I'm not saying you should be mad if future humans are bio-printed. I'm saying bio-printed people won't be humans, so it's a better future where our decision to bio-print transhumans fully accounts for the differences that will emerge between evolved beings, and designed ones. Especially if (when) the designed ones become noticeably superior in every way, given our own tendency to use as commodities those beings we regard as beneath us. If transhumans share this tendency, such future humans as may remain will be in some trouble.
Obviously not if the only way to manufacture orphans required their parents to be put to the sword.
But even today, that's not the case. Let's consider the entirely plausible hypothetical where someone's preserved eggs and semen outlasted them. There are couples who are entirely infertile, and unable to have biologically related children. Would I object if they wanted to create a child by going to a gene bank and getting a surrogate to birth a child whose biological parents were no longer alive?
Not at all. I see nothing wrong with that, everyone wins. Even the kid, because as far as I'm concerned, it's far better to be alive than not, and that's while grappling with severe clinical depression. Life is good! More lives are good!
Would anything change if instead of a surrogate, the couple seeking to adopt used an artificial womb? Not as far as I'm concerned, assuming mature technology with no deleterious effects on the child.
I hope that it illustrates that its possible, and good to at least sometimes create orphans when demand exceeds supply.
And I'm entirely fine with this change in the social landscape, or at the very least, I won't seek to oppose when it conflicts with my desire to maximize human liberty. I understand why people might disagree, I just consider it none of their business what I or other sane adults get up to in our spare time, of our own volition.
If someone tries to stop me from enhancing myself, with my own funds and my own body and mind at stake, then I'm not a man easily moved to violence, but I'd be looking for a gun.
The alternative to radical transhumanism is growing old and infirm, my brain rotting away and becoming riddled with holes like cheese gnawed by microscopic rodents. If the alternative is the same death that murdered the 97 billion anatomically modern humans before us, I am willing to fight to live. There is no way that is feasible without transhumanism.
Fortunately, as far as I'm concerned, this unlikely to come to pass, and the bio-chauvinists and luddites are unlikely to stop all progress.

◆ GIVEN ENTRIES
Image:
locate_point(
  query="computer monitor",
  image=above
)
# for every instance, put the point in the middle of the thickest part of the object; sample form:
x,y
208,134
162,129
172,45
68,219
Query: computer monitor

◆ QUESTIONS
1/ What number of anatomically modern humans does the transhumanism passage say died before us?
2/ Please carry the transhumanism passage forward from its final sentence.

◆ ANSWERS FOR THE TASKS
1/ 97 billion.

2/
I acknowledge Moloch as the Great Enemy. I do not think surrogacy or artificial wombs feeds it, and certainly doesn't strengthen it more than it strengthens us.
This is sadly a lost cause. But even I want transhumanism to be optional, and I have no issue with people who don't seek to embrace it. If people want to cling to the baseline human form, let them. I'm for being generous to them, giving them food and shelter, outright UBI. All I ask is that they don't get in the way of those with higher ambitions. And if their excuse is that they can't let me do as I wish, when it doesn't directly harm them, then the only option is war. I don't want that, but I'll do it if necessary. The tree of liberty might need regular watering.
I disagree that such people aren't human. I do, however, think that they are a better class of human than we are. Smarter, stronger, likely more moral and less prone to our failings. I seek to become them, and if that's not an option, ennoble my descendants.
Are baseline humans quite rightly concerned by the possibility of such a superior clade? Hell yes.
If they're not slightly anxious about potential replacement by beings smarter and more powerful than you, then they're a moron. You will inevitably find yourself at their mercy.
I, however, think it is possible to carefully engineer such posthumans, being they biological or otherwise, to still have empathy for their precursors. To actually extend us mercy, when we're at theirs. Any who can join them, should. We should also coordinate to prevent a Molochian tragedy where the universe is colonized by ever spreading swarms of minimally sentient Von Neumanns. But this doesn't stop me from being ready to fight to be better, and more free.